● **Text shown**:
· · · · · · ·
Abstract
Background Allogeneic hematopoietic stem cell transplantation (allo-HSCT) remains the only potentially curative treatment for patients with relapsed/refractory (r/r) acute myeloid leukemia (AML), but pre-transplant complete remission (CR) is required to minimize the risk of relapse post-transplant. Patients who fail to achieve CR or relapse early after allo-HSCT have a dismal prognosis, highlighting the urgent need for novel therapeutic options. Autologous T cells simultaneously expressing a 41BB-based chimeric antigen receptor (CAR) directed against CD7 and an anti-CD7 protein expression blocker (PEBL) to prevent fratricide, have been recently shown to be safe and effective in r/r T-cell acute lymphoblastic leukemia (T-ALL) (Oh BLZ et al, Nat Med. 2024). We hypothesized that this technology could be extended to r/r AML, where CD7 is variably expressed in approximately 15-30% of cases.
Methods At Ospedale Pediatrico Bambino Gesù of Rome, we infused autologous anti-CD7 PEBL CAR T cells (PCART7) in two patients with r/r CD7-positive AML under Hospital Exemption. Pt#1 is a 19-year-old male with t(10;17)(p15;q21) AML, relapsed 13 months after initial diagnosis, who failed second-line therapy including FLA, gemtuzumab-ozogamicin, Venetoclax, and progressed after bridging therapy with 5-Azacytidine/Venetoclax. Pt#2 is a 9-year-old male with t(7;19)(q22;q13) AML relapsed 2.6 years after allo-HSCT performed in CR2.
The PCART7 products were manufactured in our academic GMP-facility from cryopreserved leukaphereses using a lentiviral vector delivering anti-CD7 CAR and PEBL, supplied by MediSix Therapeutics®. T-cell engineering was performed during 12-day cultures in G-Rex chambers after CD4+/CD8+-cell enrichment. CAR-T cells were cryopreserved and tested prior to infusion. Both patients received a single infusion of PCART7 (1x106 CAR-T cells/kg) following cyclophosphamide/fludarabine-based lymphodepletion. Prior to lymphodepletion, bone marrow (BM) infiltration of leukemia blasts by multiparametric flow-cytometry (MFC) was 85% in pt#1 and 8.5% in pt#2. No extra-medullary localizations were evident.
· · · · · · ·
● **Data for review**:
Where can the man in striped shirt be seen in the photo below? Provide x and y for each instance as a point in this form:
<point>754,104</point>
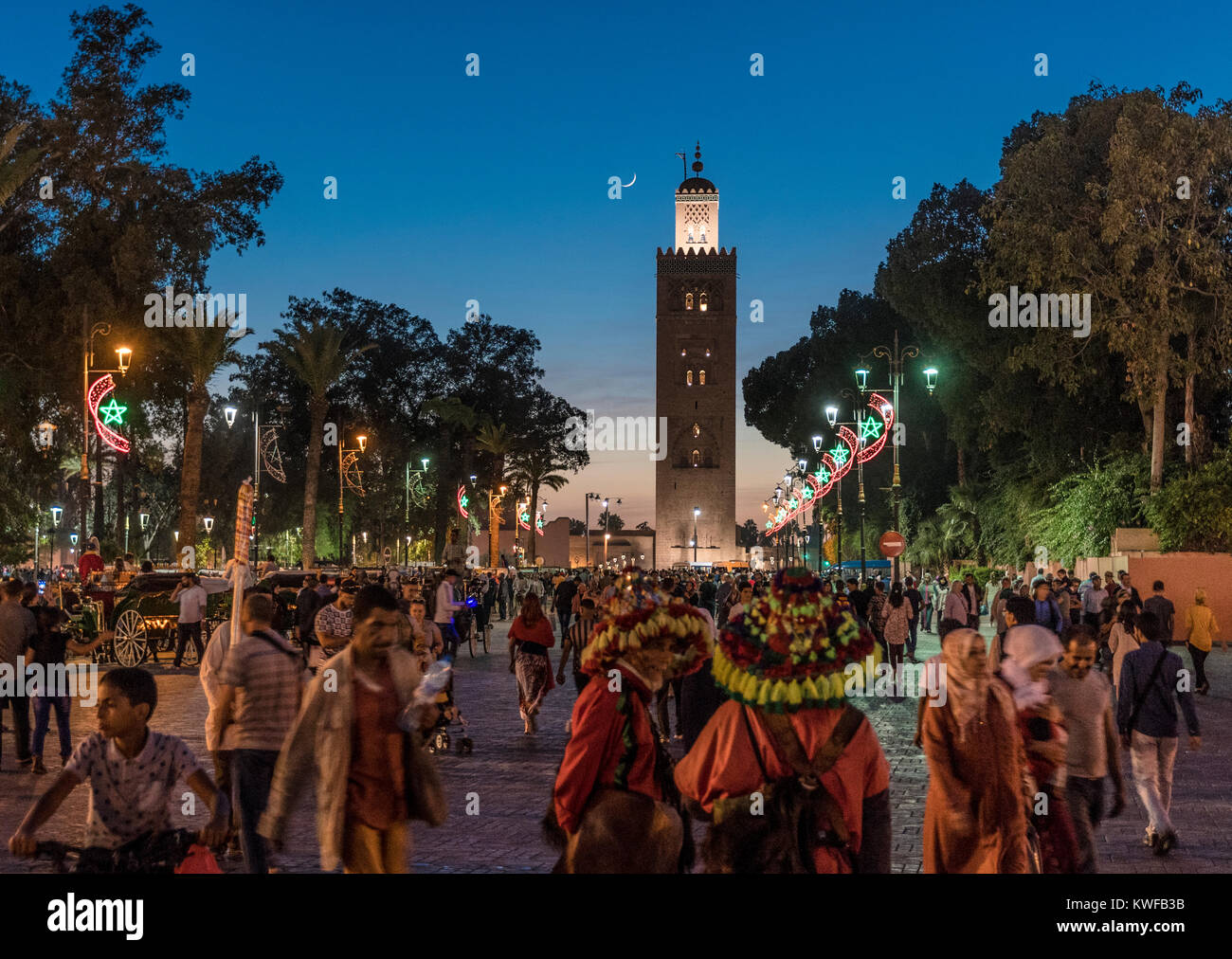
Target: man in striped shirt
<point>263,672</point>
<point>575,642</point>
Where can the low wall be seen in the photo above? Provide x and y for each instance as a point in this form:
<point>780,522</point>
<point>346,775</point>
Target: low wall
<point>1182,573</point>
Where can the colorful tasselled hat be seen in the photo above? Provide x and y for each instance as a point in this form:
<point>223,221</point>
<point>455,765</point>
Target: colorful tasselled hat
<point>791,648</point>
<point>642,618</point>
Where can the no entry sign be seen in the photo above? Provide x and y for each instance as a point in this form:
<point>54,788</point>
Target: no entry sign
<point>892,544</point>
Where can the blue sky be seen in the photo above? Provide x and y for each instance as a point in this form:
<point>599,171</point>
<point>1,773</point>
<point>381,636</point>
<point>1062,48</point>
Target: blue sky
<point>494,188</point>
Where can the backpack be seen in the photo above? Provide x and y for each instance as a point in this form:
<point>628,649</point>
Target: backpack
<point>799,812</point>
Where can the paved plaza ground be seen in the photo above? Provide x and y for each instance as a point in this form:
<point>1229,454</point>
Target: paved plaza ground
<point>510,777</point>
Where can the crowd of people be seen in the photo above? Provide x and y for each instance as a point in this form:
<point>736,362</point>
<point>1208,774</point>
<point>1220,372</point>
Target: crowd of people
<point>1023,736</point>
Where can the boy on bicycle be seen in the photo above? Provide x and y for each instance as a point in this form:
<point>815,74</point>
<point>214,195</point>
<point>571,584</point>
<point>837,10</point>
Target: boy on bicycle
<point>132,770</point>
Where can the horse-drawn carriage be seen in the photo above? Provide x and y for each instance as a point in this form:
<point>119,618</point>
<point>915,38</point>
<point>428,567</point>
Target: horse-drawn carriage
<point>139,620</point>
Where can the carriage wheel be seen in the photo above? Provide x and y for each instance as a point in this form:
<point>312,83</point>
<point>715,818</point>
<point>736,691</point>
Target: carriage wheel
<point>131,642</point>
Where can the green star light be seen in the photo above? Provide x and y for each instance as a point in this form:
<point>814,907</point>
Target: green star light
<point>114,413</point>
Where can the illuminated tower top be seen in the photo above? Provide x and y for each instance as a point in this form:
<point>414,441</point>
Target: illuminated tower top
<point>697,211</point>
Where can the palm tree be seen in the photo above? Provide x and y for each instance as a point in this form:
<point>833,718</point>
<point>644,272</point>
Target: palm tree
<point>494,439</point>
<point>318,353</point>
<point>960,520</point>
<point>201,352</point>
<point>534,467</point>
<point>928,546</point>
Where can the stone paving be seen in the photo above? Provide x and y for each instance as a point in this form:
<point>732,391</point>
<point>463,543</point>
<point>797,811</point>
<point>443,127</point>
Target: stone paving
<point>506,781</point>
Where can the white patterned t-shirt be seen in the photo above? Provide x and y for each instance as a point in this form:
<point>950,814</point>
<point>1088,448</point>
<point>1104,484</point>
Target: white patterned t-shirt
<point>131,796</point>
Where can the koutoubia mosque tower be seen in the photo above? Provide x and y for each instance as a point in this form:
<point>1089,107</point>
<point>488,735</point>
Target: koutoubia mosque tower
<point>695,382</point>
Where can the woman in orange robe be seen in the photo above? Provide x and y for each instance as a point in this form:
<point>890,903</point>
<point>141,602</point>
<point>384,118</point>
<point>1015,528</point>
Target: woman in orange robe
<point>784,663</point>
<point>974,815</point>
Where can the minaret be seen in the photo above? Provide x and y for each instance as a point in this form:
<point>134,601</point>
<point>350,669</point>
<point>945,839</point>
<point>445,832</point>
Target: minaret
<point>695,382</point>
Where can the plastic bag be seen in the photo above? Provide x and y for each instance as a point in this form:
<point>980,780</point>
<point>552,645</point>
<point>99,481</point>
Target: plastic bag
<point>434,681</point>
<point>198,859</point>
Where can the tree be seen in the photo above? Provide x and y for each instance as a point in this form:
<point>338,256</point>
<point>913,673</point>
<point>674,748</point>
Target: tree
<point>542,450</point>
<point>610,521</point>
<point>318,353</point>
<point>1089,200</point>
<point>118,224</point>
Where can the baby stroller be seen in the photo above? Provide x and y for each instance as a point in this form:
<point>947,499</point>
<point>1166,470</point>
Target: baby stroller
<point>471,623</point>
<point>439,738</point>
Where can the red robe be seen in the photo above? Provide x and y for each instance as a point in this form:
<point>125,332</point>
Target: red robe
<point>612,745</point>
<point>722,765</point>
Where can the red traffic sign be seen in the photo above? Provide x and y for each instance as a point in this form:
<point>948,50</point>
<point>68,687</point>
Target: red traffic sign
<point>891,544</point>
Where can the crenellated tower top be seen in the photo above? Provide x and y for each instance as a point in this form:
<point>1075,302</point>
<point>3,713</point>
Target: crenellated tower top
<point>697,211</point>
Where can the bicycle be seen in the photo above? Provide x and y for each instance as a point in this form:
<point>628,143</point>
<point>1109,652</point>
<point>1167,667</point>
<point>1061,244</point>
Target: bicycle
<point>151,853</point>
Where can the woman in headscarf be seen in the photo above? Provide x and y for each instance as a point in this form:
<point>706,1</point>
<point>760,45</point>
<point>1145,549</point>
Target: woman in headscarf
<point>974,815</point>
<point>896,625</point>
<point>1030,652</point>
<point>1121,640</point>
<point>529,640</point>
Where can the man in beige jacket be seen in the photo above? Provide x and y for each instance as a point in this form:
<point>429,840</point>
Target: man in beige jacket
<point>365,796</point>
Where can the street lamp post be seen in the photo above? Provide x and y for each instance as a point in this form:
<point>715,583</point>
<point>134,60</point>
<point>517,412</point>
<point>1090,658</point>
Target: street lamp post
<point>859,466</point>
<point>832,416</point>
<point>229,416</point>
<point>406,516</point>
<point>897,355</point>
<point>494,525</point>
<point>341,479</point>
<point>208,521</point>
<point>123,356</point>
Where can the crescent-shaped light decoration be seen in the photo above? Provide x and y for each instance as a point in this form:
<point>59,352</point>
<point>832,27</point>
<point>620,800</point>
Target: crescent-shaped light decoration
<point>874,430</point>
<point>353,474</point>
<point>830,474</point>
<point>100,389</point>
<point>844,455</point>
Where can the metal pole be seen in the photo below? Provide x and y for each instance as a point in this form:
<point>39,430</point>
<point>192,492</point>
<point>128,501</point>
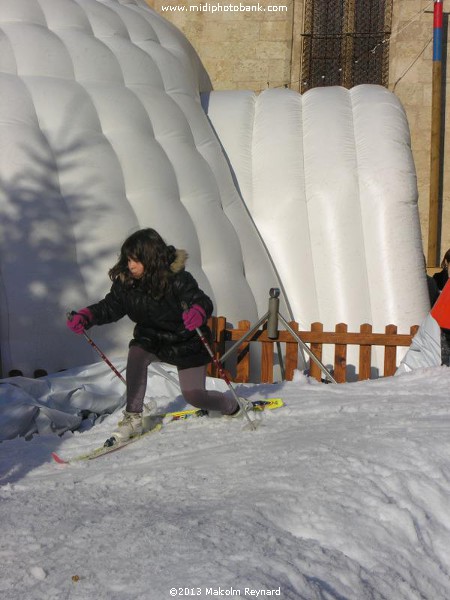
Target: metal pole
<point>435,150</point>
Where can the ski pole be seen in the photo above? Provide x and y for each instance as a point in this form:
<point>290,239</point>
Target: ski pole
<point>220,369</point>
<point>99,352</point>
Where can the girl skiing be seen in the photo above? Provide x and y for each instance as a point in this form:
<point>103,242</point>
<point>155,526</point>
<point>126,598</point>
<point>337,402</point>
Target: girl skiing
<point>150,285</point>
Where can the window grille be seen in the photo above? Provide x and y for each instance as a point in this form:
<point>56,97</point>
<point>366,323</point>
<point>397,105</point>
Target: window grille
<point>345,42</point>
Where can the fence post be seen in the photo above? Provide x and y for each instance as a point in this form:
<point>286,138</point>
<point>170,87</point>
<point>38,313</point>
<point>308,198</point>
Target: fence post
<point>365,355</point>
<point>267,362</point>
<point>243,357</point>
<point>291,361</point>
<point>340,356</point>
<point>390,354</point>
<point>316,348</point>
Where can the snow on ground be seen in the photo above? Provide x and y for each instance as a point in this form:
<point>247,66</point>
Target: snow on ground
<point>342,494</point>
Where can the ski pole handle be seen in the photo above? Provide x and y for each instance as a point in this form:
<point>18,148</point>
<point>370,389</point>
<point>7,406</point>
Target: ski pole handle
<point>99,352</point>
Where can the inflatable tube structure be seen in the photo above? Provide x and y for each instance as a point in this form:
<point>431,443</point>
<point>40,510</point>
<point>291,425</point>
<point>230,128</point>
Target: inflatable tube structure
<point>103,130</point>
<point>330,182</point>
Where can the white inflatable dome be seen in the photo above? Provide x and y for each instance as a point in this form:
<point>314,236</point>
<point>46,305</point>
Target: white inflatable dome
<point>103,132</point>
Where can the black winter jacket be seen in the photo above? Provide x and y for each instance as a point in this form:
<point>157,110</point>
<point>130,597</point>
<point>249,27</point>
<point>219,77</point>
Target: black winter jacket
<point>159,324</point>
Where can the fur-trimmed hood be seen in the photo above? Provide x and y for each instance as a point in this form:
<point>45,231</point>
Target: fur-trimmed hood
<point>179,263</point>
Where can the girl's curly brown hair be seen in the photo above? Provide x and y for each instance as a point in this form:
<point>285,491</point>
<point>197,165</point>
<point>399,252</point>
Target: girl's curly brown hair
<point>147,247</point>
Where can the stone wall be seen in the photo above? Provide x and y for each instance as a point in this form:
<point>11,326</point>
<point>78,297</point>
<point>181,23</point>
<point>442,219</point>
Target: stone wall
<point>262,48</point>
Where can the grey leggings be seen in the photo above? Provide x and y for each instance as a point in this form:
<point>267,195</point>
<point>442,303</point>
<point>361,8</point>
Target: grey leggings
<point>192,384</point>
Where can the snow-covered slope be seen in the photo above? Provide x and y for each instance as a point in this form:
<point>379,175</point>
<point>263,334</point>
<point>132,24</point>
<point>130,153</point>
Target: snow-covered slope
<point>341,494</point>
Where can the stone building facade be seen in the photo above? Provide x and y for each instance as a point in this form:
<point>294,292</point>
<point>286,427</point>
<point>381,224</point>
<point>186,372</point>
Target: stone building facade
· · · · · · ·
● **Task 1**:
Answer these from the abstract:
(a) In roughly what share of AML cases is CD7 expressed?
(b) How many days did the T-cell engineering cultures last?
(c) What was the bone marrow blast infiltration in pt#2 before lymphodepletion?
● **Task 2**: Write out the abstract word for word from "The PCART7 products" to "localizations were evident.".
● **Task 3**: Translate this sentence from the abstract into Spanish: "CAR-T cells were cryopreserved and tested prior to infusion."
The data have nothing to do with the abstract.

● **Task answer 1**:
(a) Approximately 15-30%
(b) 12 days
(c) 8.5%

● **Task answer 2**:
The PCART7 products were manufactured in our academic GMP-facility from cryopreserved leukaphereses using a lentiviral vector delivering anti-CD7 CAR and PEBL, supplied by MediSix Therapeutics®. T-cell engineering was performed during 12-day cultures in G-Rex chambers after CD4+/CD8+-cell enrichment. CAR-T cells were cryopreserved and tested prior to infusion. Both patients received a single infusion of PCART7 (1x106 CAR-T cells/kg) following cyclophosphamide/fludarabine-based lymphodepletion. Prior to lymphodepletion, bone marrow (BM) infiltration of leukemia blasts by multiparametric flow-cytometry (MFC) was 85% in pt#1 and 8.5% in pt#2. No extra-medullary localizations were evident.

● **Task answer 3**: Las células CAR-T se criopreservaron y se analizaron antes de la infusión.